> Objective
Please convert every line of the records below into a numbered list, skipping any blank lines.
# Start of Records
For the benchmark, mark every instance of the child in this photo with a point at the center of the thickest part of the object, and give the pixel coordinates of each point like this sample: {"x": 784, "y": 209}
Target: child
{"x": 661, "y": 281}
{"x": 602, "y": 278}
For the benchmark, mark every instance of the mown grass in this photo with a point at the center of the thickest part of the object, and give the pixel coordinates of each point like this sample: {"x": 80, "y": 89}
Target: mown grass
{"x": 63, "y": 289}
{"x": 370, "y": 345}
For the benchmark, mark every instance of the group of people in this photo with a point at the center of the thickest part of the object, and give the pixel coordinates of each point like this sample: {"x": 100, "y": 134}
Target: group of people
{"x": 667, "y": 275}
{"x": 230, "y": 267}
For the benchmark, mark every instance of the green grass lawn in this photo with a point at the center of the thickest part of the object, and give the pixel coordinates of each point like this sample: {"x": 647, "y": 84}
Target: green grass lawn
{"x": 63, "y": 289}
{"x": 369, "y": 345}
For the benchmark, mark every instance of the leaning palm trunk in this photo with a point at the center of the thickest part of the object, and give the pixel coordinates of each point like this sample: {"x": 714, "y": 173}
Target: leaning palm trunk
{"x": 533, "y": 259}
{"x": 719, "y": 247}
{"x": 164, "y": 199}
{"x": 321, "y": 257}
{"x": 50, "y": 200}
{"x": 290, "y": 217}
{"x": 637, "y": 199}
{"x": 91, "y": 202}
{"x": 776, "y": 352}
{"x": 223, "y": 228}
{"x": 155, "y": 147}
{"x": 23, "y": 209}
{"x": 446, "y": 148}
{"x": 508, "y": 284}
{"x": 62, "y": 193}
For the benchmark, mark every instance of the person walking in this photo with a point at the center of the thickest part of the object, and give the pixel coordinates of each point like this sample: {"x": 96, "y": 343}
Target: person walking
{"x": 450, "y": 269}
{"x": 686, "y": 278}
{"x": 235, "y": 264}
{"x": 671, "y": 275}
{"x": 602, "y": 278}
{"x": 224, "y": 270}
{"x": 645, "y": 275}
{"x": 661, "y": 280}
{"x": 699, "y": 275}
# End of Records
> Output of the task
1. For the benchmark, mark every instance of the child in this photo with a point at the center of the thickest part of the object, and give the pixel coordinates of each point like this sample: {"x": 784, "y": 209}
2. Target: child
3. {"x": 661, "y": 281}
4. {"x": 602, "y": 278}
5. For the benchmark, mark every instance of the mown grass in this photo with a point at the center of the thickest part of the object, and give the pixel coordinates of each point like this sample: {"x": 80, "y": 89}
6. Target: mown grass
7. {"x": 63, "y": 289}
8. {"x": 370, "y": 345}
9. For the benchmark, mark every instance of the group of people in this photo with a point at the center of the thickest part of the object, and give the pixel coordinates of each point like this sample: {"x": 100, "y": 134}
10. Target: group of people
11. {"x": 667, "y": 275}
12. {"x": 230, "y": 267}
13. For the benchmark, mark every instance of the green grass lawn in this photo with a point at the center of the thickest part of the object, and give the pixel coordinates of each point like this sample: {"x": 647, "y": 84}
14. Target: green grass lawn
15. {"x": 63, "y": 289}
16. {"x": 369, "y": 345}
17. For the benchmark, mark every instance of the leaning palm trunk in this photo with a point at the center of the thickest part of the object, and give the pixel coordinates of each point like this sample: {"x": 714, "y": 173}
18. Target: leaning palm trunk
19. {"x": 533, "y": 259}
20. {"x": 719, "y": 247}
21. {"x": 164, "y": 199}
22. {"x": 321, "y": 257}
23. {"x": 50, "y": 200}
24. {"x": 290, "y": 217}
25. {"x": 637, "y": 199}
26. {"x": 91, "y": 202}
27. {"x": 776, "y": 352}
28. {"x": 223, "y": 228}
29. {"x": 155, "y": 147}
30. {"x": 23, "y": 209}
31. {"x": 446, "y": 148}
32. {"x": 508, "y": 284}
33. {"x": 62, "y": 193}
34. For the benchmark, mark every instance of the person walking in this photo with a point at the center of the thickest part of the object, and give the pixel coordinates of each point like this sample: {"x": 96, "y": 343}
35. Target: person walking
36. {"x": 450, "y": 269}
37. {"x": 686, "y": 278}
38. {"x": 235, "y": 264}
39. {"x": 671, "y": 275}
40. {"x": 602, "y": 278}
41. {"x": 224, "y": 270}
42. {"x": 645, "y": 275}
43. {"x": 661, "y": 280}
44. {"x": 699, "y": 275}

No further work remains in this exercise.